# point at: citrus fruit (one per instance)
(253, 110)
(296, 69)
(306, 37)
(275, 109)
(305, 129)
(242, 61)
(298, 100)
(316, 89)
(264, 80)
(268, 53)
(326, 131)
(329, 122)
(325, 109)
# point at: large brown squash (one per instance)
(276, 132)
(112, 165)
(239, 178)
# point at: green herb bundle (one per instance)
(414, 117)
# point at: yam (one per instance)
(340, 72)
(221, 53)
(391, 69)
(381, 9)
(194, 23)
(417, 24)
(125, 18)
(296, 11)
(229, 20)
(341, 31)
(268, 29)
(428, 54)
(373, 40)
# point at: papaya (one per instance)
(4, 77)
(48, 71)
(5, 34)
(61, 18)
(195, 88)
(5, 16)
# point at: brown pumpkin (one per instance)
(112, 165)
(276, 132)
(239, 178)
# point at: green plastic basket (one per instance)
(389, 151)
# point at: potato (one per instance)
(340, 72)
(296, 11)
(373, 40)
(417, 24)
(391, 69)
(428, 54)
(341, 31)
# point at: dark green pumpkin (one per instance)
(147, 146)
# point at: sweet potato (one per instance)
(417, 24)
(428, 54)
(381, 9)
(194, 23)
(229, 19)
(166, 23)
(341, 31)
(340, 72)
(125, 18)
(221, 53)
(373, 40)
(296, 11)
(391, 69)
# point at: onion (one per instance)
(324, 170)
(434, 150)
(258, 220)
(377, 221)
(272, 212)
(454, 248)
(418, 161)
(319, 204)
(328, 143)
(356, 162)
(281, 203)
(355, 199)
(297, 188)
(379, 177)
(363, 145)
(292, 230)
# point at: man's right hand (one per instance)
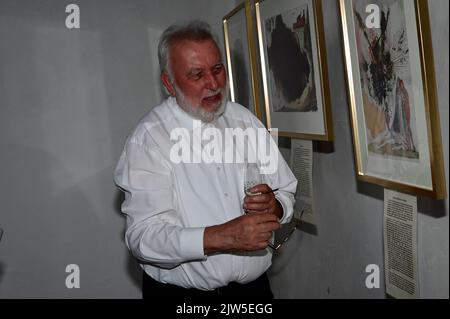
(247, 232)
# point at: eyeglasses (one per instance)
(286, 238)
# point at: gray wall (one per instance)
(332, 263)
(68, 99)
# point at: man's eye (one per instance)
(196, 76)
(218, 69)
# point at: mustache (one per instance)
(215, 92)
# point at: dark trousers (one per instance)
(257, 289)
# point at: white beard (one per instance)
(197, 111)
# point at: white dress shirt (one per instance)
(168, 205)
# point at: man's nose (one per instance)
(212, 82)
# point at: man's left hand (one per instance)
(263, 201)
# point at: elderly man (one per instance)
(189, 224)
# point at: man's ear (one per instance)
(165, 79)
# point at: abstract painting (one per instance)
(392, 95)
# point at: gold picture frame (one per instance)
(294, 68)
(241, 57)
(392, 91)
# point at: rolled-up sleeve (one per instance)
(153, 234)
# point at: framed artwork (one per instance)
(392, 91)
(294, 68)
(240, 50)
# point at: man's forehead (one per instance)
(197, 54)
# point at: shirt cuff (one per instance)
(191, 243)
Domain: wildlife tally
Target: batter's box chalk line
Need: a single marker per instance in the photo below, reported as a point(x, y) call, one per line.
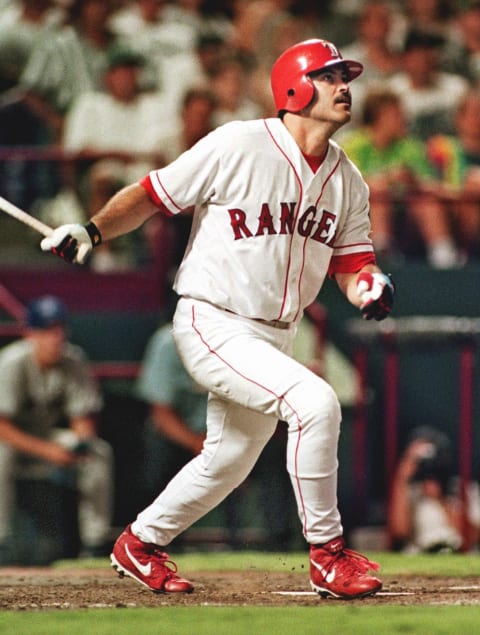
point(303, 593)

(Problem description):
What you return must match, line for line, the records from the line containing "# point at: man's forehead (one per instance)" through their end, with both ends included and no pictures.

(Final answer):
# point at: man's forehead (one per instance)
(197, 54)
# point at: shirt cuff (one per instance)
(191, 243)
Domain: wildlife tally
Target: batter's box chalk line
Need: a single marker per instance in the photo below, reported as a point(x, y) call, one per line.
point(303, 593)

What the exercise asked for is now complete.